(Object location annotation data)
==*==

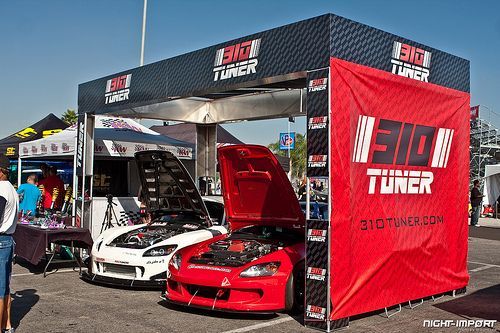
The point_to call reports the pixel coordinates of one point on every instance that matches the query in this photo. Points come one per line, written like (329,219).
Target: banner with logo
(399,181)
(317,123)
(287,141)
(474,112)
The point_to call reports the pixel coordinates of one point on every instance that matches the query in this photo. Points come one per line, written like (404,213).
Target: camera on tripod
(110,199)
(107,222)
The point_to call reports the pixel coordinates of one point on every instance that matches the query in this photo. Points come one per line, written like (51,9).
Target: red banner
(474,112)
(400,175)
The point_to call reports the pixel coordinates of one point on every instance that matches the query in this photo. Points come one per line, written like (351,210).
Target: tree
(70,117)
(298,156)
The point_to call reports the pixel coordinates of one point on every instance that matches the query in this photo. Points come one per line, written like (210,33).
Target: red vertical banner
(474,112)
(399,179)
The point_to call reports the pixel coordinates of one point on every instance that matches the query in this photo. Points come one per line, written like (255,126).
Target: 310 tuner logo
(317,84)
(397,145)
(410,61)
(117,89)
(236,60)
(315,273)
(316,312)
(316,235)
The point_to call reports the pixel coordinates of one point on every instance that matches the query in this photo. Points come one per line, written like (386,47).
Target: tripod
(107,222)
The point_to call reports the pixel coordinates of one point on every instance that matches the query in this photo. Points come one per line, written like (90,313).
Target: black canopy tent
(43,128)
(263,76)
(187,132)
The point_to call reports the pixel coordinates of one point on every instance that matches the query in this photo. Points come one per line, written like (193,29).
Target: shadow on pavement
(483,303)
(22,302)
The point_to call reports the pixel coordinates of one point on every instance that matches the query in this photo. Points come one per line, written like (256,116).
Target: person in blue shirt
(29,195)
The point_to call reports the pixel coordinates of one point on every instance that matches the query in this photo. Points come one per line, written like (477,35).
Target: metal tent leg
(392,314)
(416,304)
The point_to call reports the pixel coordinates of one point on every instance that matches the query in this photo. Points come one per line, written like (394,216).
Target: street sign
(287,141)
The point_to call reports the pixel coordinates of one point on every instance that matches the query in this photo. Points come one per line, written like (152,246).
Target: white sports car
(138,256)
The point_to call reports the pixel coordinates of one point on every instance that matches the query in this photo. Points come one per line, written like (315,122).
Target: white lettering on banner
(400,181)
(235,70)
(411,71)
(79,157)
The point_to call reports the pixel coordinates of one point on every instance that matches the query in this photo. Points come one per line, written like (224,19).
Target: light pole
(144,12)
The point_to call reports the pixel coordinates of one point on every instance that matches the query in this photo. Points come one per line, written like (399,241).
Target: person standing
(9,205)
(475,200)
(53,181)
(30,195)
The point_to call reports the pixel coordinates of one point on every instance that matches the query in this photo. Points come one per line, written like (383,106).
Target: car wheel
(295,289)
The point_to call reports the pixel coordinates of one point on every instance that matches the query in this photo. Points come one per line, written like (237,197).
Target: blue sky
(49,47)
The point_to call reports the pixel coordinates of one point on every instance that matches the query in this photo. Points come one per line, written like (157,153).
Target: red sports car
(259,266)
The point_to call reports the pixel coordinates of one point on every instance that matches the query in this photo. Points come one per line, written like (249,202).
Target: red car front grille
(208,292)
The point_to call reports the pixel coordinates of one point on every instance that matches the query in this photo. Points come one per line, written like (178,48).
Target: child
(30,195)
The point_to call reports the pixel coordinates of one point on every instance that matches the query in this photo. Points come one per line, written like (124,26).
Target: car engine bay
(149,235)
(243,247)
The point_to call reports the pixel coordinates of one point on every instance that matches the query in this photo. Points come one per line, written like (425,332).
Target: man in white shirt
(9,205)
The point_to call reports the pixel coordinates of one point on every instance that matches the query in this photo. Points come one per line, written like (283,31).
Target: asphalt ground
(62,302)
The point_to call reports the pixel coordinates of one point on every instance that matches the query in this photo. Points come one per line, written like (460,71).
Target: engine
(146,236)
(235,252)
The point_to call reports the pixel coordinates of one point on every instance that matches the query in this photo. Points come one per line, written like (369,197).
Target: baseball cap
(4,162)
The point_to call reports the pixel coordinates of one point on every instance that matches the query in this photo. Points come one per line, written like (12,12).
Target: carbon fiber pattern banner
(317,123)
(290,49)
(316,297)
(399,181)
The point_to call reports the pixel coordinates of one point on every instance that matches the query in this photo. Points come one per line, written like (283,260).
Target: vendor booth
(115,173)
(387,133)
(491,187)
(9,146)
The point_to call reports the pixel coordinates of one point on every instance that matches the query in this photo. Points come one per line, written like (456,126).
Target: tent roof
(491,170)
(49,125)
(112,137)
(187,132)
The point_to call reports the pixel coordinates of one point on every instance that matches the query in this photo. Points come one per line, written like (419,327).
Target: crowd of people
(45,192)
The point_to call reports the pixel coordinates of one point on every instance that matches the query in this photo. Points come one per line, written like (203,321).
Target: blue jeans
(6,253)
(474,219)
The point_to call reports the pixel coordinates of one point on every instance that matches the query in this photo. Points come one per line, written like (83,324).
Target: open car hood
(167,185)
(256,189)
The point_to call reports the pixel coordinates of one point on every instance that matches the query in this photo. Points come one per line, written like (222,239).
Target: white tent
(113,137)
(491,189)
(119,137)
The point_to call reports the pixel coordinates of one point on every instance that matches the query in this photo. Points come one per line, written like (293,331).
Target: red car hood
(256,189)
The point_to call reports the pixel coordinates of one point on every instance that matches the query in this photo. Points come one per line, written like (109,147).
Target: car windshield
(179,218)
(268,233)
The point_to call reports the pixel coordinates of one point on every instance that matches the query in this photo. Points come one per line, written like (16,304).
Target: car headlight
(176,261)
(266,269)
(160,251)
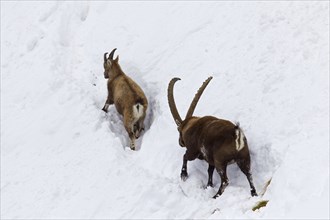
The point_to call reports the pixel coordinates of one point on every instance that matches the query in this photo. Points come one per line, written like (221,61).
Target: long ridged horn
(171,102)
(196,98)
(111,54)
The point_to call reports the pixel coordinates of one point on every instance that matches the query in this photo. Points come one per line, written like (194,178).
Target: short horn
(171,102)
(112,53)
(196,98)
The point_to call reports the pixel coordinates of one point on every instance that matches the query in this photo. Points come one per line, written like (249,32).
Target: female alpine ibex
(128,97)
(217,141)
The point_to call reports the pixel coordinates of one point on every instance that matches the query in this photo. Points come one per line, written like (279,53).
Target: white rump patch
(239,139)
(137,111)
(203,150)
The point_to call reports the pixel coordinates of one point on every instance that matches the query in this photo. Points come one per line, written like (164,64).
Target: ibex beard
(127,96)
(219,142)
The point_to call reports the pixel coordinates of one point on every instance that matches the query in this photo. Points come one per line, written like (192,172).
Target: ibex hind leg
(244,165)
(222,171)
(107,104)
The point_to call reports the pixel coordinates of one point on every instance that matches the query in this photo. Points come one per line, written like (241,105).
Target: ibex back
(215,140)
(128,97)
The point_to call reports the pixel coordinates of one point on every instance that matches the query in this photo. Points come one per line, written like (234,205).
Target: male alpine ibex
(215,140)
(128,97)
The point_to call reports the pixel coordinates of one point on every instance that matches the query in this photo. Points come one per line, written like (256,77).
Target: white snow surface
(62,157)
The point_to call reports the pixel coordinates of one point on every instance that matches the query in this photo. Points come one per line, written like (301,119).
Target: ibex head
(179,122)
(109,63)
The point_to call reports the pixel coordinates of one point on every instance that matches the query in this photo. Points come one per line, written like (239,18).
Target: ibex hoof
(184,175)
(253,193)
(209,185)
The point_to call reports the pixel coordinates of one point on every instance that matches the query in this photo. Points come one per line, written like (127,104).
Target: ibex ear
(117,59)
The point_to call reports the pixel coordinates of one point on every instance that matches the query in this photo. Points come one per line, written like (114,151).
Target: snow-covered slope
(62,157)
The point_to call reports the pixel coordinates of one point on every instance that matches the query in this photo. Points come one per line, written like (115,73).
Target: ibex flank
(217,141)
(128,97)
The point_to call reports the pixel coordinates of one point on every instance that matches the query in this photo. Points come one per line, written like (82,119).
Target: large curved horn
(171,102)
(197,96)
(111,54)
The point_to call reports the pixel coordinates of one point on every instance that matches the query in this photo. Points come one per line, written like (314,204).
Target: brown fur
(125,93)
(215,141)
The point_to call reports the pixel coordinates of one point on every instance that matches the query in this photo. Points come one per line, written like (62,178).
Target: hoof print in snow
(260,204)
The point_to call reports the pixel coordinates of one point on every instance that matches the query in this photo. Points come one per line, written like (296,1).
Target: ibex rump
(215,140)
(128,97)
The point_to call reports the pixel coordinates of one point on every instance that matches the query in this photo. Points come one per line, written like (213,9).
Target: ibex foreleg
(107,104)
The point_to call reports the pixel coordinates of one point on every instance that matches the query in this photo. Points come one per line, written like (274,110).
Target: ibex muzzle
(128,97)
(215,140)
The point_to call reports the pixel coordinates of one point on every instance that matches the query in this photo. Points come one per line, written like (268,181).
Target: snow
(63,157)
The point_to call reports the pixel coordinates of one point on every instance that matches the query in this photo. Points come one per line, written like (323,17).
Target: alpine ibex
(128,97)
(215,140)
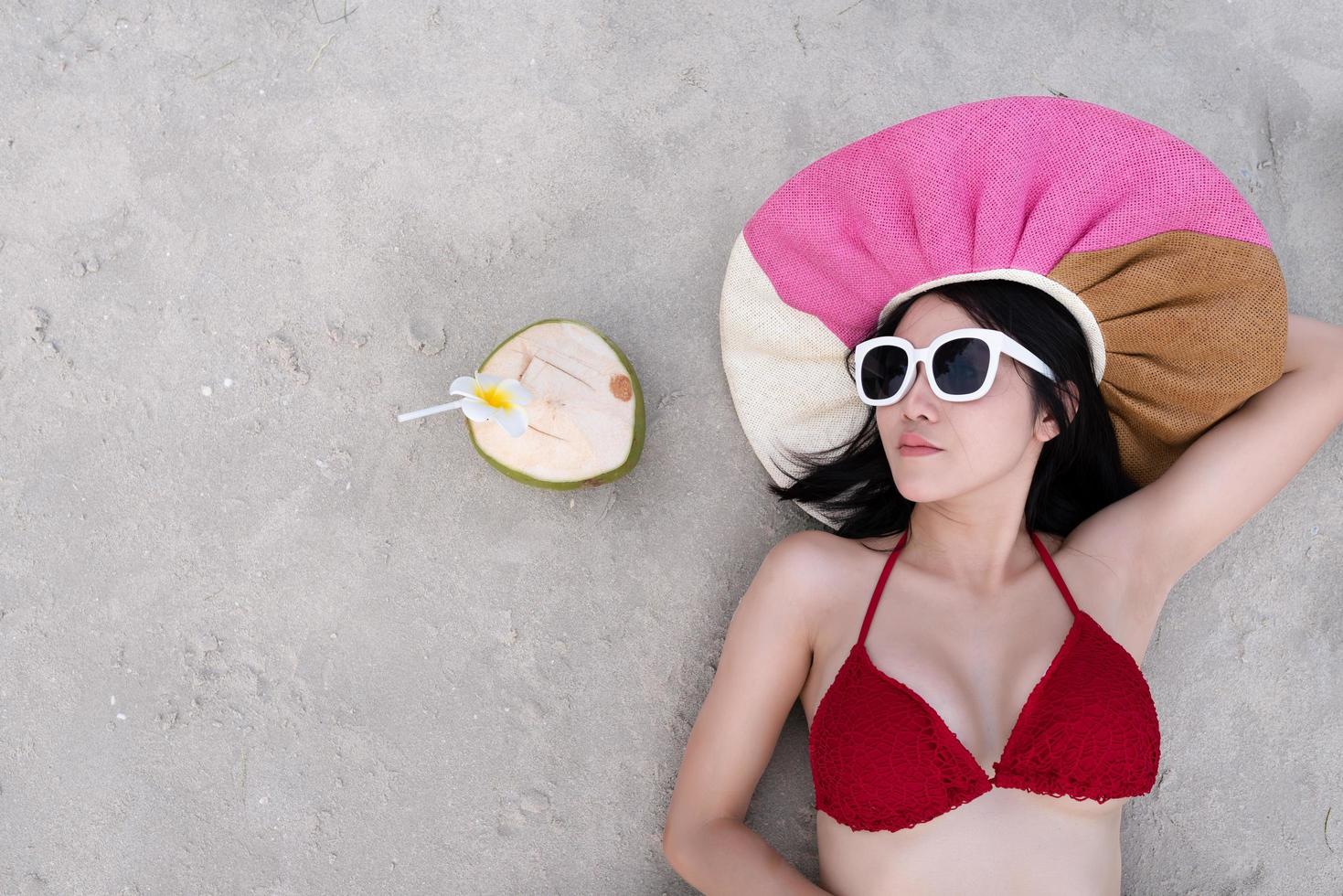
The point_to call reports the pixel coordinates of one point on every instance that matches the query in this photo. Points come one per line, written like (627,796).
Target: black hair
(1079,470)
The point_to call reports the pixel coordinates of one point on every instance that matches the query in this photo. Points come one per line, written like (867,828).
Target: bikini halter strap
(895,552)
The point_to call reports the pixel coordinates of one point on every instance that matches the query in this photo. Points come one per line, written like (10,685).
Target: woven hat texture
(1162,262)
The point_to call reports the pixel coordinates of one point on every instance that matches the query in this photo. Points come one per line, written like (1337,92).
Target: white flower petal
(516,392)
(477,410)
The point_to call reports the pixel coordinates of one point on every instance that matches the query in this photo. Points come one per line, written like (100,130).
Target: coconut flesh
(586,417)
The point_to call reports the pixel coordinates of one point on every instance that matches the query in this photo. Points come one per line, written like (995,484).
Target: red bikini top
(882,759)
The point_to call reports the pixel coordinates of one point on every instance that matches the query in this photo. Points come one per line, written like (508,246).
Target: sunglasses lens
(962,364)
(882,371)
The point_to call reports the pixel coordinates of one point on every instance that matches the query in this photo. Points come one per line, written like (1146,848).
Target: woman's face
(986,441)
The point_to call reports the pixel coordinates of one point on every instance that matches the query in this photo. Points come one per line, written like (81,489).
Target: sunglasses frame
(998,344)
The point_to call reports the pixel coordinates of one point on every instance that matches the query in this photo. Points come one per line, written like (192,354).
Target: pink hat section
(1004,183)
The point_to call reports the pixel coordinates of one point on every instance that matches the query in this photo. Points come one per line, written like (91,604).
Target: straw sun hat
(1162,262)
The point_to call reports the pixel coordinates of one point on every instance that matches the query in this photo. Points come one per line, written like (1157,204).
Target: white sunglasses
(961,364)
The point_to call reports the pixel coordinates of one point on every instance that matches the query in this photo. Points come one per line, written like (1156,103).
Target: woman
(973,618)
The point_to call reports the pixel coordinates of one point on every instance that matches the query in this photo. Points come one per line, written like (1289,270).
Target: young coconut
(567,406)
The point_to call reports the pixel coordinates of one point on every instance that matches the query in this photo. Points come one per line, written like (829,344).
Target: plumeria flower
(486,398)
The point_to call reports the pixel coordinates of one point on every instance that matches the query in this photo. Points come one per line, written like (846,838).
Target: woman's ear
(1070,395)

==*==

**REQUIRED WORK**
Only the lines from the one holding "written like (508,246)." through the end of the listing should be given again, exactly and with both ends included.

**SOLUTION TO THE EXERCISE**
The point_to call reports the pixel coordinates of one point on every instance that matches the query in this photo. Points come one per line, written like (508,246).
Target: sunglasses lens
(962,364)
(882,371)
The point_to call reports the pixel coordinates of one point on every instance that matches the query in this photo. Points come one per line, written like (1146,848).
Target: woman's face
(986,441)
The point_to call reports the pixel coordinates of one point on every instance that matches the query in this photo. Points come one per line, written like (81,489).
Target: sunglasses frame
(998,344)
The point_to call reports the pixel coordinates of one point on every instance that matches the query in this photo. Points come one per line, written like (192,354).
Target: pink hat section
(1004,183)
The point_to call reports the pixel coordinates of one point on every instance that matches the query in this photo. Points come one per line, written like (91,604).
Target: straw sun hat
(1162,262)
The point_to call reports the pixel coordinates of one point on every instance that matches the query in this photo. Points come one per line, written like (1157,204).
Target: white sunglasses
(961,364)
The point_to call reports the pixel coordinates of one point on every instance that matches the query in this photo. Points come one per line, written like (1156,103).
Target: woman
(973,618)
The point_to call reports the pixel coordinates of one point on every instance that matches the query in this photo. Points come one per line, written like (1289,270).
Target: young coconut
(567,406)
The point_to call reports the pixel coordinates of one point on every instance that matches the query in this photo. Points come one per line, written like (829,344).
Target: plumeria flower
(486,398)
The point_to call reports the pixel coordinates of one point on every instance that matches the query in this photo. Points come one per line, written like (846,838).
Target: woman's ear
(1070,395)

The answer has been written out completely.